Exactly transcribe the line that holds "Target: canal water" and every remaining line of the records, up to and including the final one, with nothing else.

##### Listed records #####

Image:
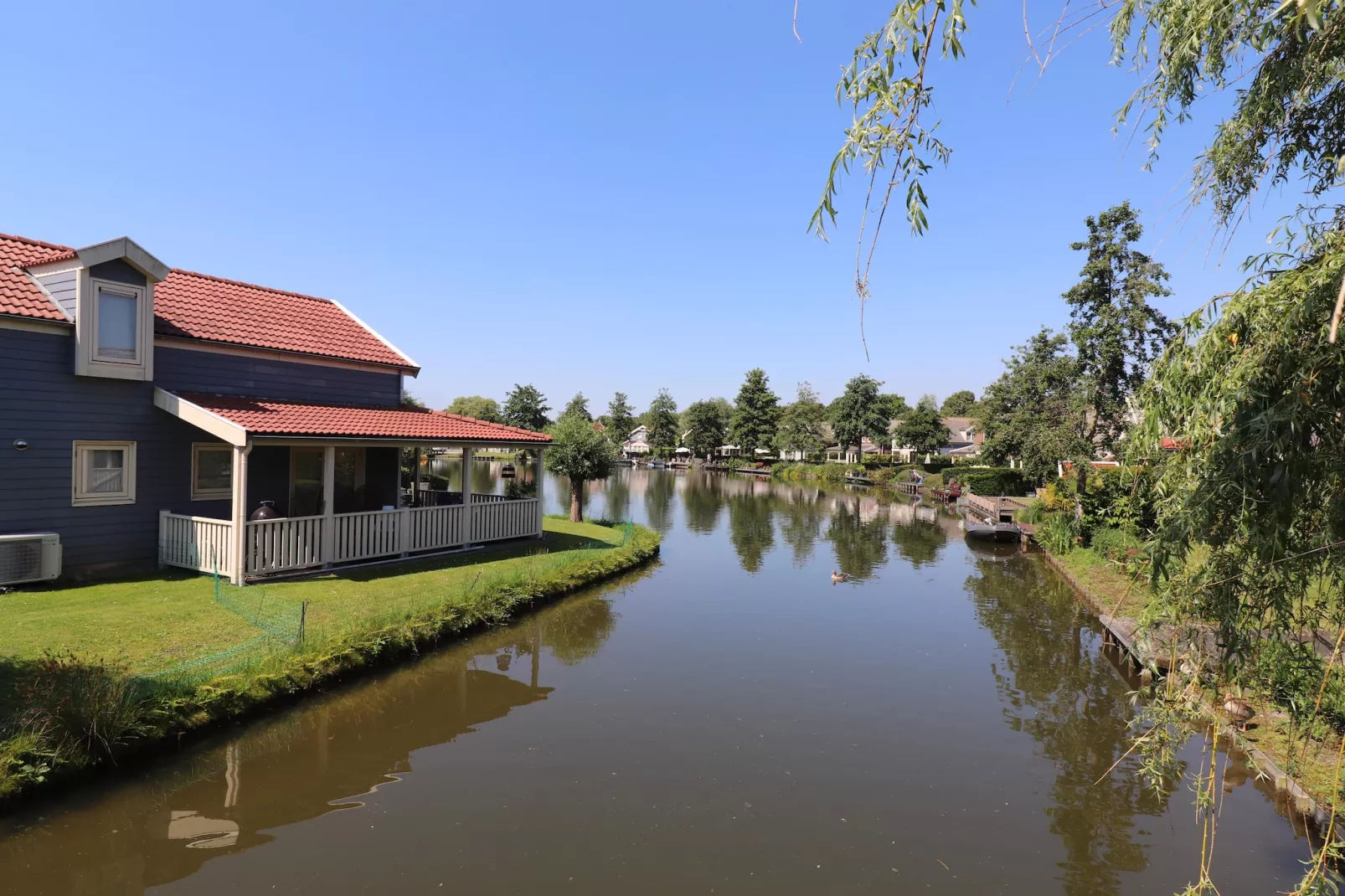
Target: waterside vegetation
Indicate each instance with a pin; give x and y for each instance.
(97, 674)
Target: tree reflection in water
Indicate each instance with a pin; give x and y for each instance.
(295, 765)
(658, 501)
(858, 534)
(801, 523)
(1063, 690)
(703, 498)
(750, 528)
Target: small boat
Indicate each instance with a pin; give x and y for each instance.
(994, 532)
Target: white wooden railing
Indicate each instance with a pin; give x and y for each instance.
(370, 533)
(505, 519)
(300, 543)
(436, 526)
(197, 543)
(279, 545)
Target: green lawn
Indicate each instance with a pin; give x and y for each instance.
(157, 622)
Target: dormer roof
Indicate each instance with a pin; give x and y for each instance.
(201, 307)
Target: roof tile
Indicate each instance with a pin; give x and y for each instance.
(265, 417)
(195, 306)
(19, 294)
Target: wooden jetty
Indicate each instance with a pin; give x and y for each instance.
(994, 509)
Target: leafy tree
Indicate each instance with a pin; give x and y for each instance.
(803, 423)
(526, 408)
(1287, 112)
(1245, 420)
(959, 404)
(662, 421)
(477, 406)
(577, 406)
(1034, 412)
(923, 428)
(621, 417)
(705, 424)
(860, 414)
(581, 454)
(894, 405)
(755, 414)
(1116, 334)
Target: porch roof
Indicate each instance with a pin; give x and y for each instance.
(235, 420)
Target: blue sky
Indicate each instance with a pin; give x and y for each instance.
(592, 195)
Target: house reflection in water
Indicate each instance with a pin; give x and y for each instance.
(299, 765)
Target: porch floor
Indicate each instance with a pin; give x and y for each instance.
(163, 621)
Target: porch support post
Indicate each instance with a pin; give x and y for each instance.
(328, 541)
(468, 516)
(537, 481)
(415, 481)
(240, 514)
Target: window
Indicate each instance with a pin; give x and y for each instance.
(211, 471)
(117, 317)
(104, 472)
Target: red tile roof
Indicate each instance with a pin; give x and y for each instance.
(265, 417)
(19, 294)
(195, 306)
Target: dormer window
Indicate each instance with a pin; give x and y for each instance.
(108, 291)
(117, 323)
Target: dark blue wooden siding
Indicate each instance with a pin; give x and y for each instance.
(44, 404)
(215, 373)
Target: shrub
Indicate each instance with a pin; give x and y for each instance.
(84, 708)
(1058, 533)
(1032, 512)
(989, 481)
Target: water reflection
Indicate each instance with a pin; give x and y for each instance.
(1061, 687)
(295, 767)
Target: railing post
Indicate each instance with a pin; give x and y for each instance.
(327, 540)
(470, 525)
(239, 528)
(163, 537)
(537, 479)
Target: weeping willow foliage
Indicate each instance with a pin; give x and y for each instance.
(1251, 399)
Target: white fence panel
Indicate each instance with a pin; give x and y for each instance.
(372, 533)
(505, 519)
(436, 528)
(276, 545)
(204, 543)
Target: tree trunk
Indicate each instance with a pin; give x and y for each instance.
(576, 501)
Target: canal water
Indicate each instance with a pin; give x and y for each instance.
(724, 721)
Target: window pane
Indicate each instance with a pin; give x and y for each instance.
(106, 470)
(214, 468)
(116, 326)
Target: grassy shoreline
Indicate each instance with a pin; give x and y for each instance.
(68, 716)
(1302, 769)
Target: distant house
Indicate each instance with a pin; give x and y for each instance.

#####

> Written answer
Target: canal water
Indicate each instance with a pin; give x and y for each instance.
(724, 721)
Target: window pane
Indicate each instance with a pin; give x and y for each instance.
(106, 470)
(214, 468)
(116, 326)
Target: grassy shoreline
Indicate each instance with a pin; give x and y for each instance.
(68, 716)
(1302, 769)
Target: distant house
Indicate each instance with a pin; give x and y for each instance.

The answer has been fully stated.